» Work to be completed: Starting at the line with "Can you see the man?", set down each line of the entries below through the last one, exactly as it stands.

» Data to process:
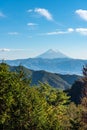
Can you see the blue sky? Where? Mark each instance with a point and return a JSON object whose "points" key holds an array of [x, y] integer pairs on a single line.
{"points": [[30, 27]]}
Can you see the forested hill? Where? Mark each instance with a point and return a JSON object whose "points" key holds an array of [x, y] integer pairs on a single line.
{"points": [[53, 79], [59, 65]]}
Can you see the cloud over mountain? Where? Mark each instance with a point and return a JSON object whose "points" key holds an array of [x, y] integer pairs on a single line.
{"points": [[82, 13]]}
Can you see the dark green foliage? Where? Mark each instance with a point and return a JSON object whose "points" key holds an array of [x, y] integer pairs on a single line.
{"points": [[34, 108]]}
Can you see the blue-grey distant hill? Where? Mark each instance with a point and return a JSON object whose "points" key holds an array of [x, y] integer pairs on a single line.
{"points": [[55, 80], [62, 65], [52, 54]]}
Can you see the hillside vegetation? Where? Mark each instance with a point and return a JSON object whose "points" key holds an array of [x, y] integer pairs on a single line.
{"points": [[23, 107]]}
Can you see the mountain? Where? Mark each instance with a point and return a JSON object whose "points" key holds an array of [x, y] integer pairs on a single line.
{"points": [[55, 80], [52, 54], [59, 65]]}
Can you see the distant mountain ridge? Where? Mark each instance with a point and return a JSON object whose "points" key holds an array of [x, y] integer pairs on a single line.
{"points": [[52, 54], [56, 65], [59, 65]]}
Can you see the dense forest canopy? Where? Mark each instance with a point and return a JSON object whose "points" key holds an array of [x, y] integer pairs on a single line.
{"points": [[42, 107]]}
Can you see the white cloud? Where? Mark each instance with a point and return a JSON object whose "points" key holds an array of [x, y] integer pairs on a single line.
{"points": [[82, 31], [13, 33], [82, 13], [44, 12], [69, 30], [32, 24], [1, 14], [30, 10]]}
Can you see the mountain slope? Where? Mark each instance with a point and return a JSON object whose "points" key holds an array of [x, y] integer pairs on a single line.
{"points": [[59, 65], [51, 54], [55, 80]]}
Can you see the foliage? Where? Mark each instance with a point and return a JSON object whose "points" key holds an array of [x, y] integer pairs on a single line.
{"points": [[23, 107]]}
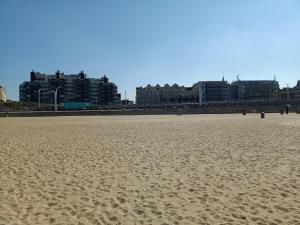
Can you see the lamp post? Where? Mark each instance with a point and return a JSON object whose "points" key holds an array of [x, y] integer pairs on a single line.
{"points": [[55, 97], [39, 91]]}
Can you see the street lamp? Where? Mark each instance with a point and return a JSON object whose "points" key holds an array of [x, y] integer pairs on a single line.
{"points": [[55, 97], [39, 93]]}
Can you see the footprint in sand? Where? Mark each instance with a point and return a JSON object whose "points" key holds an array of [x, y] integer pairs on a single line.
{"points": [[121, 200]]}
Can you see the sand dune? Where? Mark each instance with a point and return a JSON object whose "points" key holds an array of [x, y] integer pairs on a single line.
{"points": [[190, 169]]}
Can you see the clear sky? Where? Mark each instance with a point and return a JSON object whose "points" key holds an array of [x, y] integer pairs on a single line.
{"points": [[136, 42]]}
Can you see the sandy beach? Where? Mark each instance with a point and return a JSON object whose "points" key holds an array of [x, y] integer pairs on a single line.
{"points": [[190, 169]]}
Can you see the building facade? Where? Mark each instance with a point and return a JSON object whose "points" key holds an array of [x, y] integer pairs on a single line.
{"points": [[253, 90], [290, 93], [2, 94], [207, 91], [71, 88]]}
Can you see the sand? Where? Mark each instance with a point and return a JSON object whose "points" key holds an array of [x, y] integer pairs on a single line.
{"points": [[190, 169]]}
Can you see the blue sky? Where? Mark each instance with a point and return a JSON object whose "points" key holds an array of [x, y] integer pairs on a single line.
{"points": [[136, 42]]}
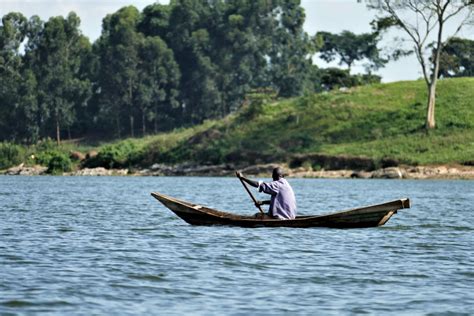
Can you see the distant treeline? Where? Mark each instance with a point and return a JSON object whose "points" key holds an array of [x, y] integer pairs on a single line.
{"points": [[165, 67]]}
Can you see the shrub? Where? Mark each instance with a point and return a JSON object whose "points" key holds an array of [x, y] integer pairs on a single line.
{"points": [[122, 154], [59, 163], [10, 155]]}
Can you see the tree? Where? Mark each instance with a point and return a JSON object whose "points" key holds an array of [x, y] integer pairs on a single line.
{"points": [[419, 20], [54, 56], [12, 34], [457, 58], [117, 49], [349, 48], [158, 82], [291, 49]]}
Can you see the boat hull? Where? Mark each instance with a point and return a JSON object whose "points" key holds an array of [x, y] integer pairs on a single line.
{"points": [[368, 216]]}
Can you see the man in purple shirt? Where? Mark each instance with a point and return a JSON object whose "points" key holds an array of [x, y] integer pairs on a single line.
{"points": [[282, 202]]}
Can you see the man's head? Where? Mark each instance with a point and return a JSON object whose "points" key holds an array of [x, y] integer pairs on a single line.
{"points": [[277, 174]]}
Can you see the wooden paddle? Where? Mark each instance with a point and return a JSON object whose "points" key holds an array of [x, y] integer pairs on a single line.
{"points": [[250, 193]]}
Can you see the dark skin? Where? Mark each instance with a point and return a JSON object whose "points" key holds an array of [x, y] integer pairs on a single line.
{"points": [[276, 175]]}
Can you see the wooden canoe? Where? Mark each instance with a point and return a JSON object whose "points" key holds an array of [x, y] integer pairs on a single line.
{"points": [[368, 216]]}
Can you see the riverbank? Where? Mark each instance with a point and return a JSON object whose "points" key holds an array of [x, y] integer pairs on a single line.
{"points": [[457, 172]]}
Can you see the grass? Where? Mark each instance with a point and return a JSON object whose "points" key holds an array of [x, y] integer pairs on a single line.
{"points": [[377, 121]]}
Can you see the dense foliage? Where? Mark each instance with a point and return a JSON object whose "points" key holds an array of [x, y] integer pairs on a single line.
{"points": [[165, 67]]}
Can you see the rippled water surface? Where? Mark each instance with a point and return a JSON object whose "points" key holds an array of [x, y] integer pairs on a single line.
{"points": [[84, 245]]}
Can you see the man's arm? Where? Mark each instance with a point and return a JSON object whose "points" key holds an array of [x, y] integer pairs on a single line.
{"points": [[251, 182]]}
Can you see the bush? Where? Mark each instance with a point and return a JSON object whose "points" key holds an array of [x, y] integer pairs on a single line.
{"points": [[119, 155], [59, 163], [10, 155]]}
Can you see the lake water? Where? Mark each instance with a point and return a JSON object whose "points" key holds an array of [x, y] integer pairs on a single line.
{"points": [[103, 245]]}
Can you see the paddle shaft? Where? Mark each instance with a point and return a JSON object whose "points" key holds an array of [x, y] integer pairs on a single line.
{"points": [[251, 195]]}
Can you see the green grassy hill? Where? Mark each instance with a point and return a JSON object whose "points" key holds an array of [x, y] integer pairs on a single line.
{"points": [[378, 121]]}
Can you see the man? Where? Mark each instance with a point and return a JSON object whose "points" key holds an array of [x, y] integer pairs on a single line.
{"points": [[282, 202]]}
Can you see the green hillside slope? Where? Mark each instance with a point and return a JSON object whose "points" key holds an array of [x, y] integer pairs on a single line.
{"points": [[384, 120]]}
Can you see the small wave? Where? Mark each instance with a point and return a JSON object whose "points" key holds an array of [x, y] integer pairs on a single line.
{"points": [[16, 303], [22, 303], [148, 277], [65, 229]]}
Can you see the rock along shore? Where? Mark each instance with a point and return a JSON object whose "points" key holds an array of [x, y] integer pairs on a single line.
{"points": [[264, 170]]}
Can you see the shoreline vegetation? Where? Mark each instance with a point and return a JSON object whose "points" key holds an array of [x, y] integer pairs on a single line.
{"points": [[374, 131], [454, 172]]}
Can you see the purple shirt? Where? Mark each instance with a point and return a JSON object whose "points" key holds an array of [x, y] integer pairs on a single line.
{"points": [[283, 202]]}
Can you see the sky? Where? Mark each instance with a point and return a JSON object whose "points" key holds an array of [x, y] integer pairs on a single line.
{"points": [[321, 15]]}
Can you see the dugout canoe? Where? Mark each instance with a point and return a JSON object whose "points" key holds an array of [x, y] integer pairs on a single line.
{"points": [[367, 216]]}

» Answer to this exercise:
Can you see the man? Where? Mark each instance with a point and return a JSON object whose "points" key holds an array of [x, y] integer pairs on a single line.
{"points": [[282, 202]]}
Can you see the green hillside slope? Where? Mark each instance with a point and return a JSON object whose "points" key holds an array of [x, y] integer pairs on a single line.
{"points": [[384, 120]]}
Can you see the small wave? Where? Mark each instance with a point and return a JSON object whose "points" key holds an array of [x, y] integer pairs on a single line.
{"points": [[16, 303], [22, 303], [148, 277], [65, 229]]}
Can you see the rock along shore? Where? Mark each instance with a point and return a JSON object whose "points" key holds an array of [x, y] integer pairs on a single line.
{"points": [[264, 170]]}
Can you see the shoreline vegetation? Where? Mark each instance with a point and return a JSON object whose "points" key holds an array of [x, y] integer pairs on a single line.
{"points": [[374, 131], [454, 172]]}
Can you see the purple shirt? Where? Mark each instance with a point and return a JSON object whose "points" key holds an array of [x, y] integer pairs on a single line.
{"points": [[283, 202]]}
Can you see the sky? Where? Mark each instance with a point and return a JSON object whose "points" key holds an array of [x, y] integer pairs on a single line.
{"points": [[321, 15]]}
Can you see the dugout canoe? Where? Mark each instance with a point and return a JSON object whose "points" key holds an array of [x, y] integer pairs on a single line.
{"points": [[367, 216]]}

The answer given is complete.